Source records:
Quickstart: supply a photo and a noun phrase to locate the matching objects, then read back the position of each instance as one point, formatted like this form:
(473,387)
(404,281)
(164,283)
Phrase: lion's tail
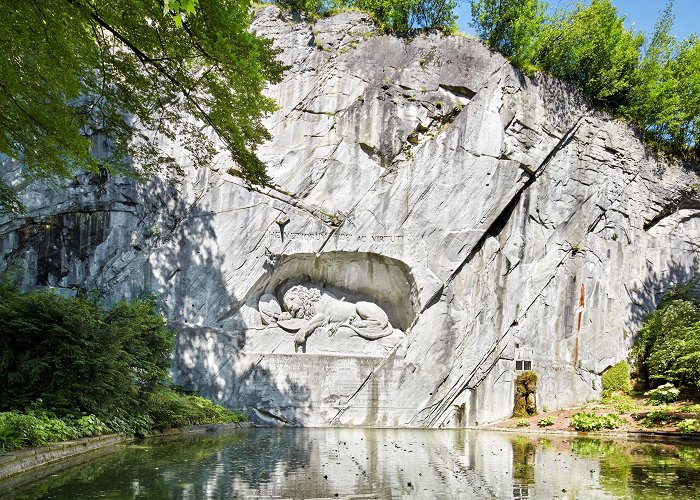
(371,336)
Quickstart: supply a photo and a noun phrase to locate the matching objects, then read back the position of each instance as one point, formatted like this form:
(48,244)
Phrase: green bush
(546,421)
(621,403)
(171,409)
(78,358)
(70,369)
(663,394)
(690,408)
(689,425)
(525,391)
(616,379)
(657,417)
(590,422)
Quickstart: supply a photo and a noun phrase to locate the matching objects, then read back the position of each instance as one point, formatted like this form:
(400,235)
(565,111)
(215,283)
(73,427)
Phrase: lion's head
(299,301)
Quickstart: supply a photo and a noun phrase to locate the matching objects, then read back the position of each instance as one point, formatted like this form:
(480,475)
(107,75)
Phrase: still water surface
(380,463)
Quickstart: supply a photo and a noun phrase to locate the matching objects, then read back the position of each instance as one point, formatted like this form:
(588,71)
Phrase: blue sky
(642,13)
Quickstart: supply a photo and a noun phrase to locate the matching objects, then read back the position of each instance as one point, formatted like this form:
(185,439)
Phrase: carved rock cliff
(497,220)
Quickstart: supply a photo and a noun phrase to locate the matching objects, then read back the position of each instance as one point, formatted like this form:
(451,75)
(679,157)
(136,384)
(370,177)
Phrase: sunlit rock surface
(493,217)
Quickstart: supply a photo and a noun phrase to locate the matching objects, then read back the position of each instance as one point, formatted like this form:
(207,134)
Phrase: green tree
(405,15)
(68,355)
(509,26)
(80,75)
(591,48)
(645,102)
(667,348)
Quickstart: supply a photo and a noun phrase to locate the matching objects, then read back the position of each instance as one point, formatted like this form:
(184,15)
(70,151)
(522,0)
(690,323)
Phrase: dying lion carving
(320,307)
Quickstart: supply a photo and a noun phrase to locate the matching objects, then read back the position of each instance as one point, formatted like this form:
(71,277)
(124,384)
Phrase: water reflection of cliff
(380,463)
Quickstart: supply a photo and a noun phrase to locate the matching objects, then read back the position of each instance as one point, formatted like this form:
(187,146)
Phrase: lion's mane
(309,296)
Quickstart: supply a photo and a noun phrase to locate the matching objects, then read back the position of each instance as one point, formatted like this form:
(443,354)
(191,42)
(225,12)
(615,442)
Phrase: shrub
(590,422)
(621,403)
(546,421)
(616,379)
(657,417)
(171,409)
(689,425)
(690,408)
(663,394)
(525,390)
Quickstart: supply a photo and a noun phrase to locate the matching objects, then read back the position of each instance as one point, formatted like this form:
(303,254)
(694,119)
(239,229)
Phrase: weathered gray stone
(493,217)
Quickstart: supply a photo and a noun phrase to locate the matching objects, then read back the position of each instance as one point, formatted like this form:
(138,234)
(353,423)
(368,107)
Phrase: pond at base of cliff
(379,463)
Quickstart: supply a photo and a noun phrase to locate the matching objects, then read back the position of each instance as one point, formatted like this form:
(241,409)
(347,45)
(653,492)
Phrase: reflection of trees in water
(292,462)
(636,469)
(523,466)
(193,466)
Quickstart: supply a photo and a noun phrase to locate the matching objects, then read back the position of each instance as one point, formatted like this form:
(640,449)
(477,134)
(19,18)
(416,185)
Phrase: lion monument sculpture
(317,308)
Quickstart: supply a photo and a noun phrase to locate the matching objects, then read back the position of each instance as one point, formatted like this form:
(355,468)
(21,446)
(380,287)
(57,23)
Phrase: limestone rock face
(493,221)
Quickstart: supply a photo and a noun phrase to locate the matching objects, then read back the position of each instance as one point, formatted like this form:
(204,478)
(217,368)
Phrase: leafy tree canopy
(89,84)
(591,48)
(397,15)
(511,27)
(656,85)
(667,348)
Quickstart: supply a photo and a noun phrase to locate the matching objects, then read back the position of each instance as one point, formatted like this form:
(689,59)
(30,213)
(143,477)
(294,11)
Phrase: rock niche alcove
(306,338)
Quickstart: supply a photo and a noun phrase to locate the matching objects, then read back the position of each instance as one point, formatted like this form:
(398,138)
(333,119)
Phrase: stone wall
(491,217)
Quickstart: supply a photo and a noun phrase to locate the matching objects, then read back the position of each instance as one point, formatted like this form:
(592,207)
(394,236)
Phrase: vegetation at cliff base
(616,379)
(667,348)
(653,81)
(91,84)
(69,368)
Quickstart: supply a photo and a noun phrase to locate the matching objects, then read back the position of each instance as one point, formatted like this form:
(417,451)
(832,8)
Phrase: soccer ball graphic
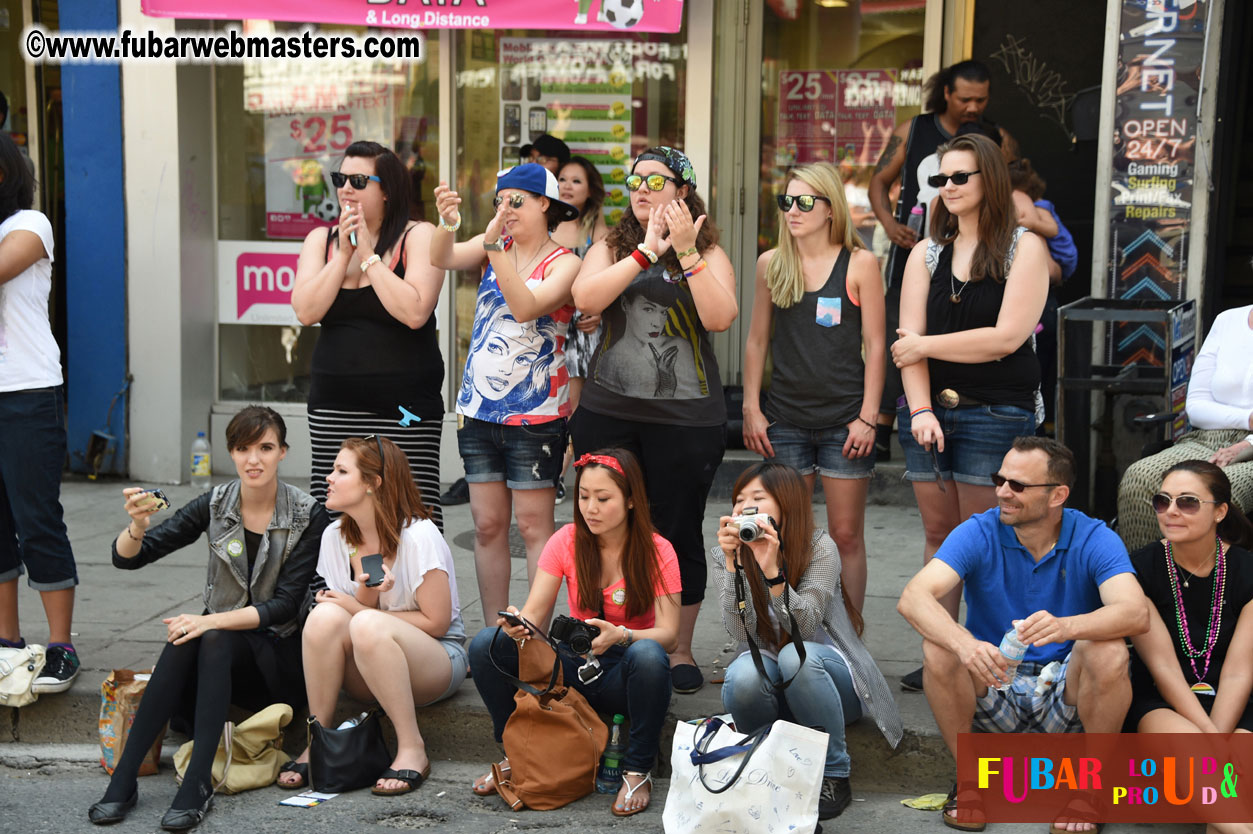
(328,209)
(622,14)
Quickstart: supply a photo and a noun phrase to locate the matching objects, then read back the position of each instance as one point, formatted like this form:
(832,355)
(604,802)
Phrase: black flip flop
(298,768)
(412,780)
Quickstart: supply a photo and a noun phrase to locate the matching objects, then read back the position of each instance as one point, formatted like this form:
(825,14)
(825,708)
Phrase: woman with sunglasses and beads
(244,646)
(622,577)
(970,301)
(1221,412)
(664,401)
(514,395)
(399,641)
(1192,671)
(817,311)
(797,625)
(370,283)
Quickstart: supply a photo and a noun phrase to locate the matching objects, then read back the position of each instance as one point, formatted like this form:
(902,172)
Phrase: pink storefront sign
(594,15)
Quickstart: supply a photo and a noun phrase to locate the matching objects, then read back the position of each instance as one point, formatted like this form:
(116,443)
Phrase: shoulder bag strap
(741,605)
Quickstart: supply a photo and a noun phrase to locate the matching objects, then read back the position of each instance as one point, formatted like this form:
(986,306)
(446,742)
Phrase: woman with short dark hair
(244,648)
(370,283)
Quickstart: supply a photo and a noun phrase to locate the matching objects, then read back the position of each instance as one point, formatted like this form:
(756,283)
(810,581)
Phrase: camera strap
(741,605)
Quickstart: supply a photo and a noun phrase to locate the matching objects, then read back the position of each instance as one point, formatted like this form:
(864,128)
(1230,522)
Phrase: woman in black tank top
(369,282)
(817,308)
(971,298)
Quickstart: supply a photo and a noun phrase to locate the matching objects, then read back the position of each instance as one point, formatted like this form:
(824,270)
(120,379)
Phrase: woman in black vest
(370,283)
(818,307)
(972,294)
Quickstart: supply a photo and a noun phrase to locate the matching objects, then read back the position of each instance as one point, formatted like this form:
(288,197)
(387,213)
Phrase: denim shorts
(525,457)
(817,450)
(975,442)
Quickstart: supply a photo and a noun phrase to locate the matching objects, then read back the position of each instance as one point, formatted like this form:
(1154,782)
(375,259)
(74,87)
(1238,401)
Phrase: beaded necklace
(1216,611)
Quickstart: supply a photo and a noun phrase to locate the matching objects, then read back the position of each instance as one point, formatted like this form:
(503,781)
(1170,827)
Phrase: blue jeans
(635,683)
(821,695)
(31,456)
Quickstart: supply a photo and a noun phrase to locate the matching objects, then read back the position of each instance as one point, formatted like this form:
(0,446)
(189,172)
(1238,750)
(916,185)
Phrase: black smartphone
(374,566)
(511,619)
(159,500)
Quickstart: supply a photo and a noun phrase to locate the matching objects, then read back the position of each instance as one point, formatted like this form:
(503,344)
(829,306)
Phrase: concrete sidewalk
(118,625)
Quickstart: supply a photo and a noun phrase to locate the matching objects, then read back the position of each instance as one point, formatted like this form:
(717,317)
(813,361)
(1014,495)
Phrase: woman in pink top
(620,577)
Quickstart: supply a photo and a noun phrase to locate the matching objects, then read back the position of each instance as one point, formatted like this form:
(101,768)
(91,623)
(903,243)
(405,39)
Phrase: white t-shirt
(29,356)
(421,549)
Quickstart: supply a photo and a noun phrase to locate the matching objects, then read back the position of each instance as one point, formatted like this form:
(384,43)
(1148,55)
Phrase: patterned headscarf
(673,159)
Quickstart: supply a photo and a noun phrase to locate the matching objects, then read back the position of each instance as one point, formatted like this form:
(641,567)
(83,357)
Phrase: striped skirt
(420,443)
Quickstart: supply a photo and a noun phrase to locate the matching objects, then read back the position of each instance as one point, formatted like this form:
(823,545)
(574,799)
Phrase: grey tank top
(818,375)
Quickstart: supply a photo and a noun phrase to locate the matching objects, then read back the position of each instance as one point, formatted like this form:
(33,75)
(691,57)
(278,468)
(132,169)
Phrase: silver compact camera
(752,524)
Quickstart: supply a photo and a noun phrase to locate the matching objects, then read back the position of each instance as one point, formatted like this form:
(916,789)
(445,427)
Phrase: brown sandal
(486,785)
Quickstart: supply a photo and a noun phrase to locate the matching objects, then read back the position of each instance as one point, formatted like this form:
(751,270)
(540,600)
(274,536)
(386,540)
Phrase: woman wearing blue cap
(513,398)
(662,284)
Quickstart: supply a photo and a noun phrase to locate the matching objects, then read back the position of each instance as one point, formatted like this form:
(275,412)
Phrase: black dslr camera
(578,635)
(575,633)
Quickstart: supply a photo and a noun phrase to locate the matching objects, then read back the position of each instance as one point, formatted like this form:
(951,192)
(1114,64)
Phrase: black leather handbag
(350,758)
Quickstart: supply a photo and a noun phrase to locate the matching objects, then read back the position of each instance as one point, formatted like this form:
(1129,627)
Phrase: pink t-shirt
(558,560)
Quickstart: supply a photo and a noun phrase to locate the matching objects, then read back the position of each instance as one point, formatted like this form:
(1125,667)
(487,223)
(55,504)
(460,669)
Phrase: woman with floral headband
(622,577)
(662,283)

Exercise prompt:
Show each line from the rows above that contains the string "surface", counting only matches with the same uppercase and lowercase letters.

Solution to the problem:
Phrase: still water surface
Phrase: sunlit rock surface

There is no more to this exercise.